# Work to be completed
Rewrite the entries below as a JSON list of strings, one string per line, leaving out blank lines.

— BEGIN —

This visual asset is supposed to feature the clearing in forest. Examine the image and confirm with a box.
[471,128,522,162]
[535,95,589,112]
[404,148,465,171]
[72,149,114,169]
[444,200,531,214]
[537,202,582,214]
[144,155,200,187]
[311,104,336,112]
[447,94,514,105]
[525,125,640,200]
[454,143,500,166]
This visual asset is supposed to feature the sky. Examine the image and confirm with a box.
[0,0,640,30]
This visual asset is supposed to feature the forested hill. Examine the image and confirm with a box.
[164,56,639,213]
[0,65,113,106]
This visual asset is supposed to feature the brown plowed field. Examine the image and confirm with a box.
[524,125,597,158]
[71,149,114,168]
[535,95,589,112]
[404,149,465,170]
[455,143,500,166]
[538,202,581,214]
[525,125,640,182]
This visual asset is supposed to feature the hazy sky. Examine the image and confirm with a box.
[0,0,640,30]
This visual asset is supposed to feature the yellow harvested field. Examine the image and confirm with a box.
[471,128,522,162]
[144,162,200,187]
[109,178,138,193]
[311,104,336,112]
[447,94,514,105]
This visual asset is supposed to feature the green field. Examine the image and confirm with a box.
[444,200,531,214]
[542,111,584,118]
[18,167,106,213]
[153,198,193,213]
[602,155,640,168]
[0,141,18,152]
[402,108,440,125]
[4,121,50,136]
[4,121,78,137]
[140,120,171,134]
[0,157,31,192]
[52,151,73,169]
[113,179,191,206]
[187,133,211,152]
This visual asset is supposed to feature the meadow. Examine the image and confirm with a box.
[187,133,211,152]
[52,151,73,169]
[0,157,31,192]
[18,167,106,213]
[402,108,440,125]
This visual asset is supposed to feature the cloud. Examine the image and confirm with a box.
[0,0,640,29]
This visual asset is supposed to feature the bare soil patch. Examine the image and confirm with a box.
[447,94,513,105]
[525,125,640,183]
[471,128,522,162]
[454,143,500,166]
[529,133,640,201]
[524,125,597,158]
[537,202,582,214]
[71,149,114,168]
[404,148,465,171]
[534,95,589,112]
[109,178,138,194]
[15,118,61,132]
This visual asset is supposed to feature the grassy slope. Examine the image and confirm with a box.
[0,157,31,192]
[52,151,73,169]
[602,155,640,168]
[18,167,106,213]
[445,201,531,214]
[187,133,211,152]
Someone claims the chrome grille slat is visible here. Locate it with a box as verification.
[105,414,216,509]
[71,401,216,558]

— END —

# Output
[
  "This visual asset is supposed to feature the clearing in forest. Examine the image and confirm with a box.",
  "[471,128,522,162]",
  "[535,95,589,112]",
  "[404,148,465,171]",
  "[72,149,114,169]",
  "[444,200,531,214]",
  "[537,202,582,214]",
  "[144,155,200,187]",
  "[311,104,336,112]",
  "[447,94,514,105]",
  "[525,125,640,200]",
  "[454,143,500,166]",
  "This visual asset is supposed to feature the sky. Examine the image and confirm with a box.",
  "[0,0,640,30]",
  "This visual asset is supposed to feature the forested hill. Examine the image and confirm with a box.",
  "[164,56,639,213]",
  "[0,65,113,106]",
  "This visual asset is supposed to feature the brown plowed field. Examine the image and confirm with a box.",
  "[524,125,597,158]",
  "[71,149,114,168]",
  "[535,95,589,112]",
  "[404,149,465,170]",
  "[455,143,500,166]",
  "[538,202,581,214]",
  "[525,125,640,182]",
  "This visual asset is supposed to feature the hazy sky. Examine the image and confirm with a box.",
  "[0,0,640,30]",
  "This visual asset is supposed to feature the yellow harvested field. Examine the image and confirm with a box.",
  "[471,128,522,162]",
  "[144,162,200,187]",
  "[109,178,138,193]",
  "[311,104,336,112]",
  "[447,94,514,105]",
  "This visual asset is supposed to feature the green field. Examine the image and confirm with a box.",
  "[444,200,531,214]",
  "[542,111,584,118]",
  "[18,167,106,213]",
  "[153,198,193,213]",
  "[602,155,640,168]",
  "[0,141,18,152]",
  "[402,108,440,125]",
  "[4,121,50,136]",
  "[4,121,78,137]",
  "[140,120,171,134]",
  "[0,157,31,192]",
  "[52,151,73,169]",
  "[113,179,191,206]",
  "[187,133,211,152]",
  "This visual asset is supposed to feature the meadow. Examine the image and confirm with a box.",
  "[187,133,211,152]",
  "[52,151,73,169]",
  "[0,157,31,192]",
  "[18,167,106,213]",
  "[402,108,440,125]",
  "This visual asset is supposed to feature the cloud. Examine the image and confirm with a box.",
  "[0,0,640,29]",
  "This visual asset is supposed to feature the bare soil patch. Examine the image and confirm with a box.",
  "[447,94,513,105]",
  "[525,125,640,183]",
  "[471,128,522,162]",
  "[454,143,500,166]",
  "[529,133,640,201]",
  "[524,125,597,158]",
  "[537,202,582,214]",
  "[71,149,114,168]",
  "[404,148,465,171]",
  "[534,95,589,112]",
  "[109,178,138,194]",
  "[15,118,61,132]",
  "This visual asset is supposed to feature the grassy slope. Examine the image and confirm with a box.",
  "[0,157,31,192]",
  "[52,151,73,169]",
  "[602,155,640,168]",
  "[18,167,106,213]",
  "[445,201,531,214]",
  "[187,133,211,152]",
  "Someone claims the chrome grille slat is visible here. Locate it with a box as verification.",
  "[105,414,216,509]",
  "[71,401,216,558]"
]